» **WRITTEN EXERCISE A**
Return every row that contains the word "boat". Case counts.

And he didn't know day from night.
You know, and he
had no kind of...
I mean, I think that most architects
who are intensely
involved in their practice
have this problem, but I think
he had a really big problem.
And I think he was very unhappy
about not being selected
- for the John F. Kennedy library.
- Sure.
I mean, you can just see Jackie
going into I. M. Pei's
office on Madison Avenue,
or wherever it was in New York,
and there would be
flowers lining the corridor.
And, you know, you'd go to Lou's office,
and there'd be an old pastrami
sandwich sitting on somebody's desk.
I mean, don't think that he was
always trying to be a prince.
He was very much trying to be a player.
He wanted work.
He wanted recognition.
He wanted...
Doesn't every architect want?
I can't speak for every
architect, no. I don't know.
I think most
architects who are...
he was success oriented.
At the time of his death,
Lou was $ million in debt.
Here he is chatting with
some prospective clients
as if he has all the time in the world.
And in the meantime,
he must know he's going bankrupt.
The office lost money on every project,
except the Salk Institute.
And the list of jobs that fell through,
and didn't get built, kept
getting longer and longer:
the Dominican Sisters Convent,
the U.S. Consulate in Luanda, Angola,
the City Tower project,
the Pocono Arts Center
with seating for 9,000,
the Fleischer House,
the Morris House,
the house for cheerful living,
the Baltimore Inner
Harbor Development Project,
the Kansas City Office Tower,
the Roosevelt Memorial in New York City,
the Palazzo dei Congressi in Venice,
the Abbas Abad development
in Tehran, Iran,
and two that must have really hurt:
the Mikveh Israel
Synagogue in Philadelphia;
and in Jerusalem, the Hurva Synagogue,
a building that would
have shared the spotlight
with the great monuments
of the holy city.

» **DATA IN THIS EXERCISE**
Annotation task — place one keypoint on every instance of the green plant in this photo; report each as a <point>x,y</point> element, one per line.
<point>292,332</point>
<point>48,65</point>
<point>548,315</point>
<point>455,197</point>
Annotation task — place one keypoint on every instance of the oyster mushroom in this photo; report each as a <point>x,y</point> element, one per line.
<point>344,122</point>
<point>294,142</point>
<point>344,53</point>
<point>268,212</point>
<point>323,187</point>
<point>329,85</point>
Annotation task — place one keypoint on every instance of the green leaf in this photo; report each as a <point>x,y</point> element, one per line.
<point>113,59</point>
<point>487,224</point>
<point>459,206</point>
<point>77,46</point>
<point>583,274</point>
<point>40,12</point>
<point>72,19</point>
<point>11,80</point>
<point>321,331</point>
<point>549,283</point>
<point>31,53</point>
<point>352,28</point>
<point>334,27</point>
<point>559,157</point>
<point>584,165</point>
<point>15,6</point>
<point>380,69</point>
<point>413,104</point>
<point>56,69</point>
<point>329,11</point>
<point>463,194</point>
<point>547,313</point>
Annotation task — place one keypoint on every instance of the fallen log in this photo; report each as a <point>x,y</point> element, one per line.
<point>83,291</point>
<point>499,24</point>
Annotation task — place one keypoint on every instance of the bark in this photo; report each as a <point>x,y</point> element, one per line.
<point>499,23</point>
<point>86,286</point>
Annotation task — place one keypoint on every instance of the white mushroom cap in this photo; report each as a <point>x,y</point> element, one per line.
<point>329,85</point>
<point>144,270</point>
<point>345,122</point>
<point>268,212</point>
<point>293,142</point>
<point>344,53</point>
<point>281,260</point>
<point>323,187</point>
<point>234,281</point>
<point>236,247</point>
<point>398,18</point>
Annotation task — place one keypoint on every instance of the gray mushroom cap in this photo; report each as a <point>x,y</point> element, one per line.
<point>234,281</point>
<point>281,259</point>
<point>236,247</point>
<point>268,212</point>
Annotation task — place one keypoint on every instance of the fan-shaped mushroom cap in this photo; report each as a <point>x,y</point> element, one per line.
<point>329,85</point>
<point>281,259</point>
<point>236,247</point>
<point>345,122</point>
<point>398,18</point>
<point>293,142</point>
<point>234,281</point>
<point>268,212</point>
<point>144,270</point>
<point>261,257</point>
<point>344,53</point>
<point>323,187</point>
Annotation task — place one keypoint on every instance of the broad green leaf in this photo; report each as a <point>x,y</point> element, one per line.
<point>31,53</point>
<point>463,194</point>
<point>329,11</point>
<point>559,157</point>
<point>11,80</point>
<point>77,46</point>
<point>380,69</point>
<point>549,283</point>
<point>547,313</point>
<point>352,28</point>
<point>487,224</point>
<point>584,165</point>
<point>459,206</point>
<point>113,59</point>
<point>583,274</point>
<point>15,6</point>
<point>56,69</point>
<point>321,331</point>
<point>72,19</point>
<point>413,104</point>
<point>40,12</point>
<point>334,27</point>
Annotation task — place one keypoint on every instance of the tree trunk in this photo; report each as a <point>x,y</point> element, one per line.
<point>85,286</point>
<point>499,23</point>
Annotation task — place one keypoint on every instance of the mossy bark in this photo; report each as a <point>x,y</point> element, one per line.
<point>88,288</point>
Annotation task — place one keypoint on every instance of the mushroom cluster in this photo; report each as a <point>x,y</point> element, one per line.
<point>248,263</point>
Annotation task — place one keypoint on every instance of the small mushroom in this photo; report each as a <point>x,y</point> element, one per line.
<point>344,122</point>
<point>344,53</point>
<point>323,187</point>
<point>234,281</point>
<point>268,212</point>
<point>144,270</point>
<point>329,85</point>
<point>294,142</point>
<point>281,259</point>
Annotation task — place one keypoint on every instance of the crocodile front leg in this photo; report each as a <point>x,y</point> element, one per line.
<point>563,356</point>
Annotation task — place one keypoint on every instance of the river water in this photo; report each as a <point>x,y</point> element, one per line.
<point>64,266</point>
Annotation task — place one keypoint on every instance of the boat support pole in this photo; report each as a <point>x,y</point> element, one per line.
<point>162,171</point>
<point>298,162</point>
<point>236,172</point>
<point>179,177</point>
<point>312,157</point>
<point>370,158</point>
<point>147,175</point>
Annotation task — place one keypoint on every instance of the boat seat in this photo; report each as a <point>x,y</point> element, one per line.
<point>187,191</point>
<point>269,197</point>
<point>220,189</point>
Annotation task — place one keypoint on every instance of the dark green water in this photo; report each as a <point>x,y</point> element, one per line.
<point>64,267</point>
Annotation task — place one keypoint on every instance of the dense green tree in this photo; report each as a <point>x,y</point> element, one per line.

» **WRITTEN EXERCISE B**
Decide whether each statement agrees with the passage about Lou, answering yes or no and quoting the deciding words: (i) The Pocono Arts Center was planned to seat 9,000. (ii) The speaker says Lou was always trying to be a prince. (iii) The Hurva Synagogue was to be built in Jerusalem.

» **EXPECTED OUTPUT A**
Annotation task — place one keypoint on every instance of the boat support pole in this photo; report each as a <point>x,y</point> element, one per line.
Annotation task — place one keypoint on every instance of the boat seat in this photo; report each as a <point>x,y</point> element, one per line.

» **EXPECTED OUTPUT B**
(i) Yes: "with seating for 9,000"
(ii) No: "He was very much trying to be a player."
(iii) Yes: "and in Jerusalem, the Hurva Synagogue"